Date: Tue, 20 Feb 2024 11:04:17 +0100
Hi Tiago,
On Tue, Feb 20, 2024 at 10:28 AM Tiago Freire <tmiguelf_at_[hidden]> wrote:
>
>
> > That LWG4044 reads like somebody wrote it thinking of Windows first and
> adding the rest as an afterthought. I'd agree with Jonathan on the
> resolution but would like to adjust the approach:
>
> > - For platforms that have separate methods for outputting Unicode
> and non-Unicode text, it should determine if the output is to a Unicode
> terminal and use the appropriate API, flushing the other API if necessary.
>
> > - For platforms that have a single Unicode-compatible output, just
> use the output.
>
> > but in legalese. Splitting platforms on whether or not they are Windows
> (except in a non-Windows way) first, and only then adding complexity
> required for those platforms, seems like the best way to help implementers
> avoid the complexity if it's not necessary. As with Corentin's email (that
> just came in), help platforms other than Windows avoid all complexity, and
> give Windows the space to do its runtime debugging hooks and required
> conversions for Unicode so it will work properly.
>
>
>
> Actually, the problem is much much worse, this is a major defect.
>
> The way it is written seems to imply that one of them works with Unicode
> and the other doesn’t. When actually both of them or neither of them can do
> that.
>
>
>
> You can change the way code points are interpreted on your windows
> terminal.

- INFORMATION SHOWN:
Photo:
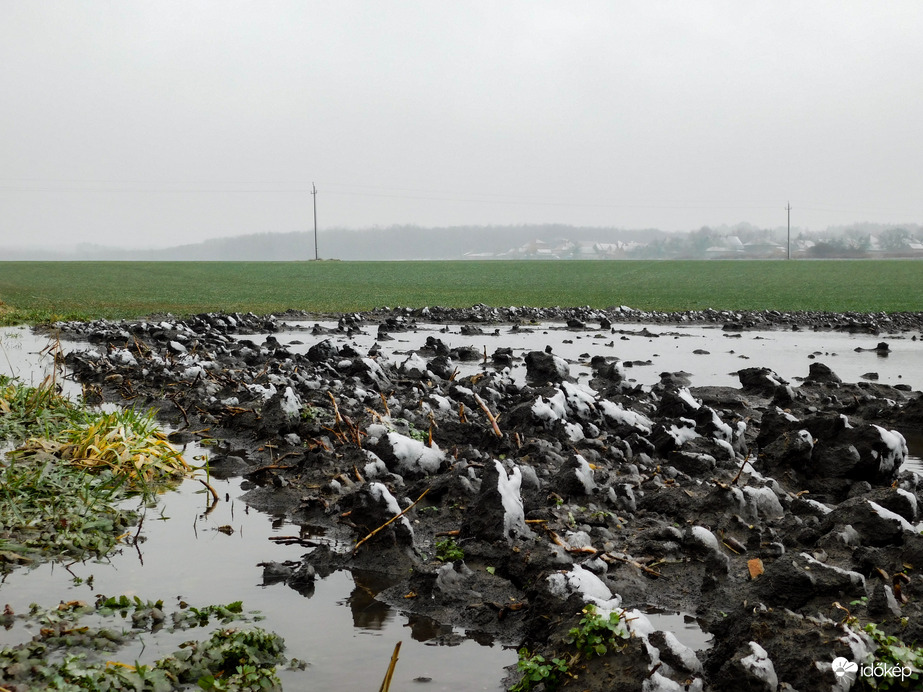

- WRITTEN INSTRUCTION: Which people does the LWG4044 email name?

- WRITTEN RESPONSE: Tiago Freire, Jonathan, Corentin